## CONSIGNE
Rédigez la suite du texte ci-dessous sur l'angoisse et l'attaque de panique en psychiatrie, en commençant juste après sa dernière phrase.

## TEXTE FOURNI
Fernando MORALES
Au XIXe siècle, le Dr. Brissaud considérait déjà l’étiologie cérébrale de la forme aigue de l´anxiété comme étant située au niveau cortical, et que par contre l´angoisse avait pour lui comme localisation le cerveau au niveau du bulbe. A la même époque en 1879, W. Wunt invente la psychologie scientifique, dans son laboratoire de Leipzig en Allemagne. C´est lui-même, qui a dit qu´aucun travail en psychologie, qui ne soit pas mesuré objectivement, ne pouvait être considéré comme faisant partie de la science. Il réduisait tous les comportements et conduites humaines à des réactions chimiques du cerveau. Les théories du stimulus-réponse en ont découlé, par les travaux de son élève Pavlov. (Discussion XXI S. DSM Y CIM).
A la moitié du XXe siècle, les Manuels Statistiques de Maladies Mentales DSM et CIM font leur apparition, eux-mêmes se considèrent comme a-théoriques CAPDEVILLE. Leur seul intérêt est de résoudre les signes de la maladie mentale, à partir des médicaments (Voir document sur l´origine de la psychiatrie). Ainsi qu´au XIXe siècle, la maladie mentale est présentée comme ayant comme seule origine un trouble cérébral (ce qui fait dire aux chercheurs des méthodes qualitatives, qu´on étudie encore les faits humains comme de simples réactions chimiques du cerveau, comme si on était encore au XIXe s.).
La crise d’angoisse aigüe et l’attaque de panique dans la psychiatrie actuelle
Les crises de panique et les attaques de paniques sont considérées comme des entités cliniques similaires, dans la Classification internationale des maladies CIM. Ces entités font partie d´un épisode d´anxiété extrême, elles sont limitées dans le temps et se caractérisent par : « un début brutal. Le tableau est marqué par des signes physiques intenses qui évoquent une urgence médicale ou chirurgicale. Les formes les plus fréquentes sont cardio-respiratoires et neuro-végétatives (bouffées de chaleur, sueur, pâleur, rougeur, tremblement, fourmillement, paresthésies, etc.). Les formes vestibulaires sont moins fréquentes (sensation de vertige, d´instabilité, de tête vide ou l´impression d´évanouissement). Mais, dans certaines occasions plusieurs de ces signes peuvent être associés ».

## LIGNES EXTRAITES

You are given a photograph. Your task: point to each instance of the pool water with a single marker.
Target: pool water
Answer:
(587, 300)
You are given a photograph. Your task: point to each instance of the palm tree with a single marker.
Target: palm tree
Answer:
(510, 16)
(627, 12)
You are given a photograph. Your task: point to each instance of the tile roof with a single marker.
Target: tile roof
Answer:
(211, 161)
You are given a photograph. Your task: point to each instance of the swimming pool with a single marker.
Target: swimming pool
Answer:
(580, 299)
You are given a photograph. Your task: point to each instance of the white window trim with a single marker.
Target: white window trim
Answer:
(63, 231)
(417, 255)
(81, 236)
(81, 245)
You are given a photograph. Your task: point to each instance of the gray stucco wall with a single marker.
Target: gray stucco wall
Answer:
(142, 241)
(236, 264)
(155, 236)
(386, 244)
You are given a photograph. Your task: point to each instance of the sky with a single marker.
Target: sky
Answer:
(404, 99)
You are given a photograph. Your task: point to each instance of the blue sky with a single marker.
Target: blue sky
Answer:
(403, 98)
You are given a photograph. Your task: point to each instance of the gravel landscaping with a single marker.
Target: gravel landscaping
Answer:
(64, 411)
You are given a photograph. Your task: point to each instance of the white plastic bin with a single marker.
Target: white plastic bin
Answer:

## RÉSULTAT ATTENDU
Pour le DSM IV, il faut considérer pour donner un diagnostic d´Attaque de panique, qu´il y a au moins 4 des 13 troubles répertoriés. Les troubles et les symptômes sont considérés comme identiques.
Vignette clinique d’un cas diagnostiqué comme une attaque de panique en psychiatrie1
Il s’agit d’une femme de 58 ans. Madame M., avant sa crise, présentait une série de problèmes organiques : diabète, hypertension. Après un accident de voiture, elle dit avoir des crises d´angoisse récurrentes, une fois par semaine. Elle ressent une anxiété qui la dépasse, l´impression d´être opprimée, de perdre le contrôle et de ne pas pouvoir respirer. Son médecin généraliste l´adresse aux urgences, puis dans un service de psychiatrie, où on réalise un électroencéphalogramme (EEG) et une imagerie par résonance magnétique (IRM).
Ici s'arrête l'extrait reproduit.